- Task prompt -
Please write out every line of the rows below as a numbered list, leaving out blank lines.

───

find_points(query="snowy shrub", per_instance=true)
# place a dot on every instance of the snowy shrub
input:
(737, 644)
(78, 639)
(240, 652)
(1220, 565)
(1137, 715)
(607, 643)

───

- Answer to this task -
1. find_points(query="snowy shrub", per_instance=true)
2. # place a dot on every instance of the snowy shrub
3. input:
4. (737, 644)
5. (78, 639)
6. (240, 652)
7. (1220, 565)
8. (1137, 715)
9. (607, 643)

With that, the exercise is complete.